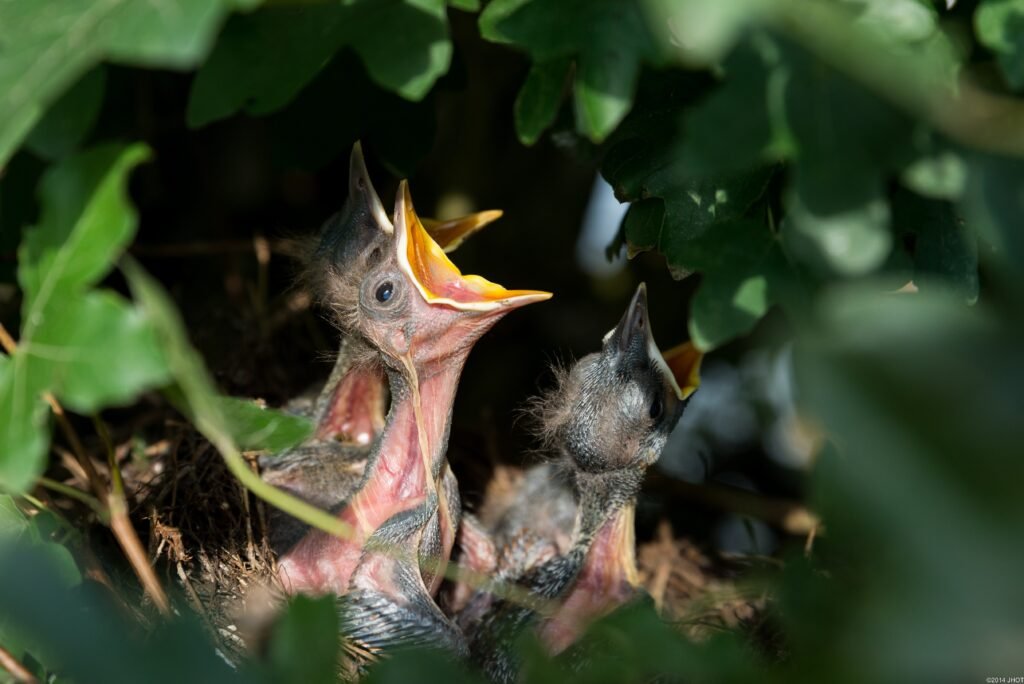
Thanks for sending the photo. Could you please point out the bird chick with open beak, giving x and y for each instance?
(349, 412)
(606, 422)
(421, 316)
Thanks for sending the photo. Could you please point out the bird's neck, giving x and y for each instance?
(603, 558)
(412, 449)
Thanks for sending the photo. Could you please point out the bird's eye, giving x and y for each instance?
(656, 408)
(385, 291)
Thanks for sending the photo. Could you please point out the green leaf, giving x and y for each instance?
(304, 642)
(608, 40)
(86, 220)
(744, 273)
(847, 243)
(940, 174)
(539, 99)
(71, 118)
(999, 26)
(204, 403)
(89, 348)
(945, 251)
(262, 60)
(922, 488)
(47, 47)
(12, 520)
(255, 427)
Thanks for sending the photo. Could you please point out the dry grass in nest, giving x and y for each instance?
(207, 536)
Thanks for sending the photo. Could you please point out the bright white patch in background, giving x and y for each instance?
(600, 223)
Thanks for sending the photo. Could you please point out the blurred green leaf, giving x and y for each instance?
(12, 520)
(90, 348)
(945, 251)
(921, 498)
(607, 40)
(256, 427)
(79, 633)
(304, 643)
(263, 59)
(540, 98)
(70, 119)
(47, 47)
(411, 666)
(203, 403)
(317, 126)
(852, 242)
(999, 25)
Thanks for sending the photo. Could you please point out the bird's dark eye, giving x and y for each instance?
(385, 291)
(655, 409)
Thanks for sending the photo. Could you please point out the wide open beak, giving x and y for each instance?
(633, 338)
(438, 281)
(684, 361)
(450, 234)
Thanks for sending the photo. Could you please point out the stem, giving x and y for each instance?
(16, 670)
(74, 493)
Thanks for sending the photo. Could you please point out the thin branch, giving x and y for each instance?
(16, 670)
(791, 516)
(125, 531)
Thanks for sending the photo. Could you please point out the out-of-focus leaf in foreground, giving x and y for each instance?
(607, 41)
(921, 495)
(46, 46)
(83, 636)
(90, 348)
(263, 59)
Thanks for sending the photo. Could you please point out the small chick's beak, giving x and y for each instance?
(634, 338)
(684, 361)
(360, 189)
(450, 234)
(361, 221)
(438, 281)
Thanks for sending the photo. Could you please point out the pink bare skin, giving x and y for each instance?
(425, 345)
(355, 414)
(608, 579)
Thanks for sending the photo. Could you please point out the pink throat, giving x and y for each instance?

**EXERCISE REQUIREMENTS**
Substitute "image" for "photo" throughout all of the rows above, keeping everything else the same and leaving out the pictures.

**EXERCISE RESPONSE**
Thanks for sending the image. Could you please point out the bird chick with open beak, giving x and y for each instance?
(349, 412)
(606, 422)
(421, 316)
Thanks for sending the image. Could you please point out the bird's neck, giving x and y for each instance?
(603, 558)
(412, 449)
Thanks for sending the image. Could you please point out the bird's eye, giving x and y for each instance?
(656, 408)
(385, 291)
Thanks for sending the image. Could you please point out the green leaf, giving x and y for each instance?
(304, 642)
(608, 40)
(86, 220)
(744, 273)
(847, 243)
(940, 174)
(539, 99)
(71, 118)
(999, 26)
(204, 403)
(89, 348)
(945, 251)
(262, 60)
(922, 488)
(47, 47)
(12, 520)
(255, 427)
Thanks for sending the image. Could you please point out the dry grass in nest, giving x and y for each instance?
(207, 536)
Thanks for sending the image. Could you please point out the bright white patch in background, giving x and y for each instance?
(600, 223)
Thanks for sending the image. Could you please point out the blurred green leaf, giving x and y for each instance?
(12, 520)
(90, 348)
(945, 251)
(921, 498)
(607, 40)
(256, 427)
(79, 633)
(304, 643)
(263, 59)
(540, 98)
(70, 119)
(47, 47)
(411, 666)
(203, 403)
(317, 126)
(852, 242)
(999, 25)
Thanks for sending the image. Could you please point out the bird's dark eye, giving x and y for each instance?
(385, 291)
(655, 409)
Thanks for sending the image. Could you please point out the wide open beak, giving x and y for each instance?
(633, 338)
(438, 281)
(684, 361)
(450, 234)
Thanks for sending the image. Could you please point out the stem, giving x and y for each instance?
(16, 670)
(74, 493)
Thanks for sending the image. Could you please point out the thin branch, giving x and y for each instance?
(16, 670)
(791, 516)
(125, 531)
Thanks for sending the image. Could you please point out the out-of-focus leaf in foreground, giving x and y for each instance?
(607, 41)
(921, 495)
(46, 46)
(83, 636)
(90, 348)
(263, 59)
Thanks for sending the image. Could you please point out the small chick's beak, giving x and y for each instance?
(634, 338)
(684, 361)
(360, 189)
(450, 234)
(361, 221)
(438, 281)
Thanks for sending the image. Could you please point out the pink bare skin, giving x and y for each instance?
(425, 345)
(355, 414)
(608, 579)
Thanks for sending the image. Could you please point out the pink throat, giving x and y for each instance?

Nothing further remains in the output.